Entries on locating named items:

------

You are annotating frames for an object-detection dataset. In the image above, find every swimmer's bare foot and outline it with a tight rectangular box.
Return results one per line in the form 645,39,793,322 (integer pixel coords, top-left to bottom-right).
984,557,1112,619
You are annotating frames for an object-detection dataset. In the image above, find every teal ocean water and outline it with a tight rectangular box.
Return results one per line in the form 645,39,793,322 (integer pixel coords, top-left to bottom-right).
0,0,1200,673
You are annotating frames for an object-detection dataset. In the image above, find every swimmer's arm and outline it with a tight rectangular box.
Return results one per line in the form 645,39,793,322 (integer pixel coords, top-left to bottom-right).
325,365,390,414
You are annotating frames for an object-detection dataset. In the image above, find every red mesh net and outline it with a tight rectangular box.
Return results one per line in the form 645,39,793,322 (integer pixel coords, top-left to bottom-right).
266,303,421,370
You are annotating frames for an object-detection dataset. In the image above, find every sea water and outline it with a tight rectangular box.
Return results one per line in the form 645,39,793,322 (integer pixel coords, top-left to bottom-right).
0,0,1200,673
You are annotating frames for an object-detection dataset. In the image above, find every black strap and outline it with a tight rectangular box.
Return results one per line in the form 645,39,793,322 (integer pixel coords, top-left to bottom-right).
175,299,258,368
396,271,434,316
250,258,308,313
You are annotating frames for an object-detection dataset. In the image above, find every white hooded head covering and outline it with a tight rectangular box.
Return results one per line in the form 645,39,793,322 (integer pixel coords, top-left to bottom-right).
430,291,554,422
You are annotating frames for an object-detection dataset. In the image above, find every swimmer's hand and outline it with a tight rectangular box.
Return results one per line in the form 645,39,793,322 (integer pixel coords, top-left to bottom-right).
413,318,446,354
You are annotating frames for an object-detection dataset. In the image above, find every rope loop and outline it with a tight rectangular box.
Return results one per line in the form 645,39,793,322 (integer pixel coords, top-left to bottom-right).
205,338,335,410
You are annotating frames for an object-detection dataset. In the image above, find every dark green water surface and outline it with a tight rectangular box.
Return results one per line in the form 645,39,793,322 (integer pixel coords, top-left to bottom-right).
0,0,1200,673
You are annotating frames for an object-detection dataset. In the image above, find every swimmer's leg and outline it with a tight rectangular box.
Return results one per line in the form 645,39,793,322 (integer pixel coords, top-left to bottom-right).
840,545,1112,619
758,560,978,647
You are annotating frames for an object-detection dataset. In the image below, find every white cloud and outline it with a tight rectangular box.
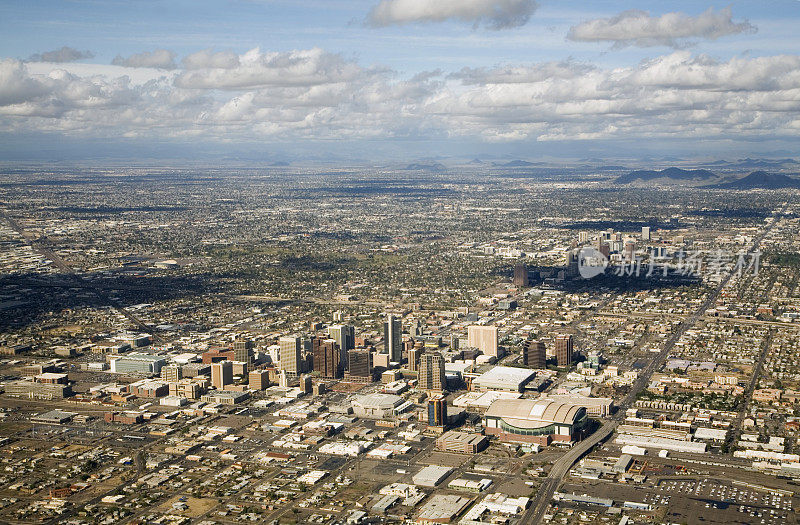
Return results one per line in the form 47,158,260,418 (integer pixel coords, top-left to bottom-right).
0,48,800,142
181,49,239,69
28,46,94,62
567,7,756,48
367,0,537,29
175,48,376,90
111,49,175,69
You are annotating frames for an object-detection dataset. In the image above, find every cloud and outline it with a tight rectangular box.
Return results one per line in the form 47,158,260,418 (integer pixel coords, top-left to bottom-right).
28,46,94,62
175,48,376,90
0,48,800,143
181,49,239,69
367,0,537,29
111,49,176,69
567,7,757,48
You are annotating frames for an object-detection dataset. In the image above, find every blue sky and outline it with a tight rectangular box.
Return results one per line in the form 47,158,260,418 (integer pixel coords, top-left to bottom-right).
0,0,800,160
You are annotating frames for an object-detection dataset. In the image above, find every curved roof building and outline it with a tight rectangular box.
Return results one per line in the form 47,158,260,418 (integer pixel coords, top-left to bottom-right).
484,399,589,445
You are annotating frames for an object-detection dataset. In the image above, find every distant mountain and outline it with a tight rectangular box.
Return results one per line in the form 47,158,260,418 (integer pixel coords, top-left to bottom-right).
706,171,800,190
615,167,717,184
494,160,536,168
406,162,447,171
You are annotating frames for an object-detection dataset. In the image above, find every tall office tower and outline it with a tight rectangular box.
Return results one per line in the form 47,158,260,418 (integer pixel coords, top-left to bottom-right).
428,396,447,427
300,375,314,394
248,370,269,390
467,325,499,357
625,241,636,261
233,339,255,370
556,334,572,366
278,335,303,377
512,263,529,286
328,324,356,370
522,339,547,369
564,249,580,278
161,364,183,383
383,314,403,363
211,361,233,390
347,348,372,381
417,354,447,392
408,341,425,372
311,337,342,379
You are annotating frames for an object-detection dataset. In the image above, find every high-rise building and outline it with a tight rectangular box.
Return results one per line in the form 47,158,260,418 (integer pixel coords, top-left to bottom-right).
278,335,303,377
522,339,547,369
328,324,356,369
311,337,342,379
233,339,254,370
211,361,233,390
347,348,372,381
428,396,447,427
467,325,499,357
383,314,403,363
564,249,580,279
248,370,269,390
417,353,447,392
161,364,183,383
408,341,425,372
300,375,314,395
513,263,529,287
555,334,572,366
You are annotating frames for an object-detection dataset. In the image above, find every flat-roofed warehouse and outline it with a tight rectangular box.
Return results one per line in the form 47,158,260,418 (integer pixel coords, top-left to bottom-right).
483,399,589,446
472,366,536,392
436,430,488,454
353,394,411,419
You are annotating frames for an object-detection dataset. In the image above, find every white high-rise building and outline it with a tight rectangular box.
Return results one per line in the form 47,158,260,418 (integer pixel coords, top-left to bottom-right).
383,314,403,363
278,335,303,377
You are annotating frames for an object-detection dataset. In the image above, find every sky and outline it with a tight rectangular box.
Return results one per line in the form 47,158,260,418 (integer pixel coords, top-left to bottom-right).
0,0,800,162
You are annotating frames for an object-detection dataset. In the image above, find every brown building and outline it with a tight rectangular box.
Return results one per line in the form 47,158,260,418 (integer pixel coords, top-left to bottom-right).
522,339,547,369
211,361,233,390
248,370,269,390
202,348,235,365
104,412,144,425
417,353,447,392
556,334,572,367
233,339,255,370
347,348,373,383
408,341,425,372
512,264,530,287
311,337,342,379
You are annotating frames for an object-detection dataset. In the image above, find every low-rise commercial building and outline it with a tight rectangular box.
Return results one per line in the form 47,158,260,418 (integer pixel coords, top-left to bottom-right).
483,399,589,445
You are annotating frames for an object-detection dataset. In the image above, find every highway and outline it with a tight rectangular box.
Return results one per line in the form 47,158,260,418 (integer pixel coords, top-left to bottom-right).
521,203,788,523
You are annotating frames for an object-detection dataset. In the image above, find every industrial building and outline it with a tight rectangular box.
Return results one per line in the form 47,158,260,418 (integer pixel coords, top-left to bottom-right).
111,353,167,375
472,366,536,392
200,390,250,405
483,399,589,445
353,394,411,419
5,381,72,401
436,430,489,454
411,465,453,488
417,353,447,392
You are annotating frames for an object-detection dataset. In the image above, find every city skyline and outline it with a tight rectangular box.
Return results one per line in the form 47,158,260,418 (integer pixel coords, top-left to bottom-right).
0,0,800,163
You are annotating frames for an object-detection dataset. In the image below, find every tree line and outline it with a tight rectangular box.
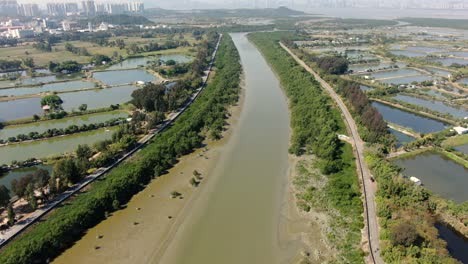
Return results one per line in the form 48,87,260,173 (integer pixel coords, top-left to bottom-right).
249,32,363,263
280,32,467,263
0,33,241,264
290,46,395,144
0,118,125,144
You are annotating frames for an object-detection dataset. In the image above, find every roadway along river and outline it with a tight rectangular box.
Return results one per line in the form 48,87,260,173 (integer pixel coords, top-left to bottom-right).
51,34,300,264
161,34,289,264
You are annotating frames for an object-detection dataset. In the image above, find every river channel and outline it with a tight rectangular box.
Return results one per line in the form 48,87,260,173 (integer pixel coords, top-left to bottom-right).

------

* [Exercise objective]: Transcribe every line of the data above word for word, leaving out the pictures.

* [Output for this exercise]:
You are annotating frames for an object-detection dataset. In the image above, find every swimmer's bare foot and outline it with a tight rectangular box.
Return results one per line in the form 645,39,793,322 (integer pixel coords, top-left to bottom-right).
984,557,1112,619
You are annotating frames for an object-detection dataset. In the image above, find every teal ocean water and outline it with a tight rectangular box.
Return results one per line in the form 645,39,793,322 (integer pixel coords, top-left to bottom-right).
0,0,1200,673
You are annotating frames for an object-detection dataset. In the image above, find every swimmer's arm and outline it with a tight rectangular box.
Return results one per line in the form 645,39,793,322 (integer pixel coords, top-left to bottom-right).
325,365,390,414
You are annotating frames for an object-detection dataset. In the image above, find every red mesh net and outline it with a tight rectangular box.
Return results one per line in the form 645,39,793,322 (integer pixel coords, top-left to bottom-right).
266,303,421,370
You are annotating frames for an object-detection dataset. In the image above, find every sea water and outline it with a tight rectangular box.
Return results one per line in the form 645,39,793,322 (integer pixel coords, top-left to bottom-right).
0,0,1200,673
You are annotating frames for an object-detection dataset. In the image above, find every black strap and outline it with a tight rectangular box.
Return results one per line in the form 645,39,793,322 (integer pixel coords, top-left to bottom-right).
175,299,258,368
396,271,434,316
250,258,308,313
You are annotating frames for an object-detection dataset. In the image above, find every white hooded head covering and outline it with a tight rectangular box.
Return results one per line in the form 645,39,793,322 (integer pixel coords, top-left to bottom-right).
430,291,554,422
You are annotating frames for an object-detection dataset. In the image above, find every swimmer's hand and outline it with a tight rectangular box.
Return results one per line in the form 645,39,793,322 (integer pixel coords, top-left to bottom-right).
413,318,446,354
You are annotating frames for an object-detection dataset. In the image above, find every rope loop and outline it with a tight rectangular box.
Return results one per line in the form 645,39,793,322 (integer pixel coords, top-left to bottom-right).
205,338,335,410
You are annotating frames for an object-detection dataset. In the image above, find every dark green water surface and outline it with a tight rectangular box.
Return results one per line in the form 645,39,793,322 (integer pixel coords, top-left to bottom-right).
0,0,1200,673
You are annotating frames for an object-detection dataset. In the image above, find every swimmer's leg and outline it with a tight rectangular box.
Return results one per line in the form 645,39,793,322 (integer pixel coords, top-left to bottom-right).
840,545,1112,619
758,560,978,647
You are annotating frames for an object-detection dataset. In the image below, find every white cloud and outline it with a tight rectangular box.
Return results one per line in the form 47,158,260,418 (integer pixel coords, top-left to bottom-right).
0,48,800,142
181,49,239,69
28,46,94,62
567,7,756,48
367,0,537,29
175,48,376,90
111,49,175,69
You are annotating frames for an object-detection dataset. In the image above, find every cloud and outline it with a tight rectangular box.
Return results one per line in the form 47,158,260,418 (integer pixel coords, top-left to bottom-right).
28,46,94,62
175,48,376,90
0,48,800,143
181,49,239,69
367,0,537,29
111,49,176,69
567,7,757,48
You are annotating frames for an object-detection dataset. In the image above, find every blue sky and outline it with a tight rectangular box.
Return results one per line in the form 47,158,260,418 (integer pixel coords, top-left to bottom-right).
0,0,800,160
You are annotating frames for an object-detection dataset. In the image above, find every curved roof building and outline it with a tight rectangular box.
Return results one per line in the form 47,158,260,418 (integer pixel coords, top-left to bottom-right).
484,399,589,445
You are annotating frames for an object-detection dataset. In the image above, find every distant mountain and outline it with a tight rectangular box.
Return results one per line in the form 47,158,260,418 (integer pixel coords, top-left to bottom-right).
706,171,800,190
615,167,717,184
494,160,536,168
406,162,447,171
You are annotating frames for an object-detection dataset. In the image above, find every tall office tower and outline it with a tight rectangular box.
Return results one per line in the form 47,158,260,418 (integer pixel coords, top-left to bottom-right).
428,396,447,427
300,375,314,394
248,370,269,390
467,325,499,357
625,241,636,261
233,339,255,370
556,334,572,366
278,335,303,377
512,263,529,286
328,324,356,370
522,339,547,369
564,249,580,278
161,364,183,383
383,314,403,363
211,361,233,390
347,348,372,381
417,354,447,392
408,341,425,372
311,337,342,379
You are annotating frames for an object-detection dataset. In the image above, find every high-rise building and outline it with a tight rectangular box.
Return results one per line in the form 47,158,260,418 (integer pixel coords, top-left to bottom-right).
278,335,303,377
522,339,547,369
328,324,356,369
311,337,342,379
233,339,254,370
211,361,233,390
347,348,372,381
428,396,447,427
467,325,499,357
383,314,403,363
564,249,580,279
248,370,269,390
417,353,447,392
161,364,183,383
408,341,425,372
300,375,314,395
513,263,529,287
555,334,572,366
You are annotating frames for an object-detection dataset. In the image above, find every flat-roofed warehouse and outline it with a tight rectangular box.
Return results one per line in the form 47,158,260,418 (integer pixel coords, top-left to bottom-right).
483,399,589,446
472,366,536,392
436,430,488,454
353,394,411,419
You are annotating frames for an object-detection dataset. In the image above, find every white high-rise building and outline it with a tight rectangular box.
Return results one per line in the form 47,158,260,418 (integer pixel coords, top-left to bottom-right).
383,314,403,363
278,335,303,377
You are annotating frames for an object-detection dataset. In the image above, find every sky and outline it with a tight rectangular box.
Return results one per line in the form 47,158,260,418 (integer pixel coords, top-left to bottom-right).
0,0,800,162
You are annotating frames for an object-detection dataset. In the image above, find every brown building and outline it with a tight rectangular box.
Return results one per line in the form 47,158,260,418 (integer pixel coords, top-left to bottom-right).
522,339,547,369
211,361,233,390
248,370,269,390
202,348,235,365
104,412,144,425
417,353,447,392
556,334,572,367
233,339,255,370
347,348,373,383
408,341,425,372
512,264,530,287
311,337,342,379
You are annotating frames for an object-detection dataset. In the image above, find every low-rise commercial building and outline it with a tight rectangular box.
Return results one per line in the form 47,158,260,418 (integer pixel coords, top-left to bottom-right).
483,399,589,445
You are annotating frames for an object-detection dataset. In the image above, find every highway and outline it with a tight rectangular box.
Return results one per line in the form 47,158,260,418 (integer pixel coords, top-left to bottom-right).
521,203,788,523
You are annotating frames for an object-detection dataset. In the image above, find every industrial building and outline it with a tight rectangular box.
Return results one per line in the form 47,158,260,418 (integer pixel coords, top-left to bottom-right).
111,353,167,375
472,366,536,392
200,390,250,405
483,399,589,445
353,394,411,419
5,381,72,401
436,430,489,454
411,465,453,488
417,353,447,392
You are annotating frames for an object-detection dataset. In the image above, find every city skyline and outline it with a tight rectangular box.
Return results one per line in the form 47,158,260,418 (integer pixel coords, top-left to bottom-right).
0,0,800,163
You are annotating frames for an object-detection dataset. In the image below, find every tree line and outline it with a tight rectangular box.
Return results one per line in the form 48,87,260,173 (integer pixel coords, top-left to bottom-right).
249,32,363,263
280,32,467,263
0,33,241,264
290,46,395,144
0,118,125,144
You are annotating frames for an object-detection dataset. In the image above, find every roadway along river and outline it with a tight rectangular box.
Return results one per line in the form 48,87,260,173 (integer pixel coords, top-left to bottom-right).
51,34,300,264
161,34,289,264
You are annotating frames for an object-detection dataset. In the image above, find every river channel and outline it with a tight rectangular box.
Return results one per line in the form 48,87,260,173 (integer pixel coords, top-left to bottom-right).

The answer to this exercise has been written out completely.